• SOURCE DOCUMENT:

Big Pharma's Role In Overmedicating Nursing Home Patients Noted In Government Report
Welcome to "The Watchdog," which will keep a close eye on regulatory agencies and how their actions impact the lives of everyday Americans. Though the rules and regulations they write -- from determining how much arsenic is allowable in your drinking water to whether your favorite TV show can drop the F-bomb in primetime -- affect all of us, their deliberations and the way that lobbyists influence their decisions receive very little coverage. To make sense of these debates, follow the implementation of health care and financial reform and decipher the minutia of the Federal Register, "The Watchdog" is on the case. If you have any tips, send them to email@example.com.
Hundreds of thousands of elderly nursing home residents suffering from dementia may have been overmedicated with strong anti-psychotic drugs that could harm them, according to a new report from the Department of Health and Human Services.
Almost 90 percent of 300,000 nursing home residents with dementia got powerful drugs meant for treating serious mental illnesses like schizophrenia and bipolar disorder in 2007, says Health and Human Services Inspector General Daniel R. Levinson.
In an alarming statement, Levinson noted the complicity of drug companies in this dangerous practice:
"Despite the fact that it is potentially lethal to prescribe antipsychotics to patients with dementia, there's ample evidence that some drug companies aggressively marketed their products towards such populations, putting profits before safety...
The report didn't explore this issue, but a series of lawsuits and settlements that DHHS helped bring about suggest that many pharmaceutical companies have improperly promoted these drugs to doctors and nursing homes for many years.
For example, Eli Lilly pled guilty to criminal charges associated with illegally marketing its drug Zyprexa (olanzapine), including to doctors that treat elderly nursing home patients. Several other pharmaceutical companies -- Bristol-Meyers Squibb, Astra Zeneca and Pfizer -- settled government allegations that they improperly promoted their antipsychotic drugs for unapproved uses. Federal prosecution is pending against Johnson & Johnson for allegedly paying millions of dollars in kickbacks to induce Omnicare, the nation's largest long-term care pharmacy, to recommend the use of Risperdal in treating nursing home patients, many of whom had dementia."

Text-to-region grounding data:
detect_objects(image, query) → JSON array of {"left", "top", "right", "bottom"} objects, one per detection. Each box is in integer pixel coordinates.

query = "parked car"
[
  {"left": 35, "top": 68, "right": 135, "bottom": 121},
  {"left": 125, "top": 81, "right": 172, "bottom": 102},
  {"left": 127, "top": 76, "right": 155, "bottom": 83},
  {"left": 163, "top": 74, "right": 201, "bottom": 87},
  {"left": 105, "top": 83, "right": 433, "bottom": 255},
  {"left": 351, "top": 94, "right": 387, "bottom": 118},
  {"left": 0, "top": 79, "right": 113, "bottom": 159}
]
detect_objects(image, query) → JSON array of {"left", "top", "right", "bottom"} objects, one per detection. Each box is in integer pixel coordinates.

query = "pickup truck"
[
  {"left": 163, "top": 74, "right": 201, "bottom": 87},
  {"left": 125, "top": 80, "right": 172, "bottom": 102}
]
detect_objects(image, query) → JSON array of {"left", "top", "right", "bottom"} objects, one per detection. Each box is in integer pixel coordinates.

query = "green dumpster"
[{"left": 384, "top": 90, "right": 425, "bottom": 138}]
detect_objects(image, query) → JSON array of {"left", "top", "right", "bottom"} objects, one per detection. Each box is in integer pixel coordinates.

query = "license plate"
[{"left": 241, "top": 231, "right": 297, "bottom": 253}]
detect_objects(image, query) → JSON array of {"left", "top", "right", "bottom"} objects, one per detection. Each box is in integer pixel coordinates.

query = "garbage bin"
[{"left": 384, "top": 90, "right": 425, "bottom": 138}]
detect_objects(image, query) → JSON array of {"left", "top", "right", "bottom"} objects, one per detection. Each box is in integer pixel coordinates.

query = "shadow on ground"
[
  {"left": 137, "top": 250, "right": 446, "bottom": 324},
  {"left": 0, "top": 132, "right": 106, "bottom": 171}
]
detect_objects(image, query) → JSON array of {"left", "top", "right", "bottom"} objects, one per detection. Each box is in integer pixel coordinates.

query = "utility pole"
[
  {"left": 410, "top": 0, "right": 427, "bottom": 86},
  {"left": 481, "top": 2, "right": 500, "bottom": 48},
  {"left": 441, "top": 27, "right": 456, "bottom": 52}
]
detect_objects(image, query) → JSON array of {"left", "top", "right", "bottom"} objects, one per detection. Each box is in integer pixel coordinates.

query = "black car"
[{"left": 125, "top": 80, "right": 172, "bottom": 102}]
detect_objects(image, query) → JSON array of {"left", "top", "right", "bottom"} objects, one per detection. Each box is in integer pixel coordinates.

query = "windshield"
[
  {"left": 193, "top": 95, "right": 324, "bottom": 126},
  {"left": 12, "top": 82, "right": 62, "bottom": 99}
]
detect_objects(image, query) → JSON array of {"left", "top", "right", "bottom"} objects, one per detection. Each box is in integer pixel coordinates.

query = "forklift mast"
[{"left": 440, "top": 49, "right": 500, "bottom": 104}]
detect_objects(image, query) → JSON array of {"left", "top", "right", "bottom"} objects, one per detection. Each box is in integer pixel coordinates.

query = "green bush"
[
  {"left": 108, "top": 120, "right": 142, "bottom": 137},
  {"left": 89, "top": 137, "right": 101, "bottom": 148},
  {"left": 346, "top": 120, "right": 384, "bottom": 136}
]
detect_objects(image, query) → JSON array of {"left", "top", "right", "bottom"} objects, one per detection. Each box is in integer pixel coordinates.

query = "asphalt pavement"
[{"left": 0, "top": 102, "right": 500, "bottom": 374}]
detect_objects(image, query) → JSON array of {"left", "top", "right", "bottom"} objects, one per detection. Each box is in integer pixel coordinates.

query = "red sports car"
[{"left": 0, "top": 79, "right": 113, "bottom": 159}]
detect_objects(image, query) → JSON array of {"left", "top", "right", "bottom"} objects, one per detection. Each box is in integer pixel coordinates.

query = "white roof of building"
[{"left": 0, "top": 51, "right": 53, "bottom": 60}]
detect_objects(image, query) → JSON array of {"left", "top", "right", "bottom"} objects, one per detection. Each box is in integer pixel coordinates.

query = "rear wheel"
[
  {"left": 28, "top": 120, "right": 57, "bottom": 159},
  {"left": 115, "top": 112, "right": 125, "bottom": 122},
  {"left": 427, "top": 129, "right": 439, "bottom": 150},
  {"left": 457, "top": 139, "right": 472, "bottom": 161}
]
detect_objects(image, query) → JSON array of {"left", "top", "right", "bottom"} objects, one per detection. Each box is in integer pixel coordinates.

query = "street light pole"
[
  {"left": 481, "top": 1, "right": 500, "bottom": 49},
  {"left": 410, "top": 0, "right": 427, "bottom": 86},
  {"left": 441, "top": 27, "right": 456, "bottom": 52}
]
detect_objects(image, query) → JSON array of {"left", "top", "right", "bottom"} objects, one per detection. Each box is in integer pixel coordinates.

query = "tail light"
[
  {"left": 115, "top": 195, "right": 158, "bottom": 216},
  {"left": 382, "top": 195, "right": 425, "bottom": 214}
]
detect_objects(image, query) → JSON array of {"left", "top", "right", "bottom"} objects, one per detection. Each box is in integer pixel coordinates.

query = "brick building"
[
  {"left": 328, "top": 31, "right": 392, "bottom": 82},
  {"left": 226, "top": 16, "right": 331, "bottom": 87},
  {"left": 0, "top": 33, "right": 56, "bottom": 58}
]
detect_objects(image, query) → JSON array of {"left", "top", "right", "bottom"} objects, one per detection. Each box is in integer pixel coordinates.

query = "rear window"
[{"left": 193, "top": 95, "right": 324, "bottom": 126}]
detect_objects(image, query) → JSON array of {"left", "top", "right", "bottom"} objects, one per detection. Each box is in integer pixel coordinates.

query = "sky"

• WHAT THE EXERCISE ASKS:
Reproduce word for word the passage of the article on nursing home overmedication that begins with the words "Hundreds of thousands" and ends after the words "and Human Services.".

• ANSWER BOX:
Hundreds of thousands of elderly nursing home residents suffering from dementia may have been overmedicated with strong anti-psychotic drugs that could harm them, according to a new report from the Department of Health and Human Services.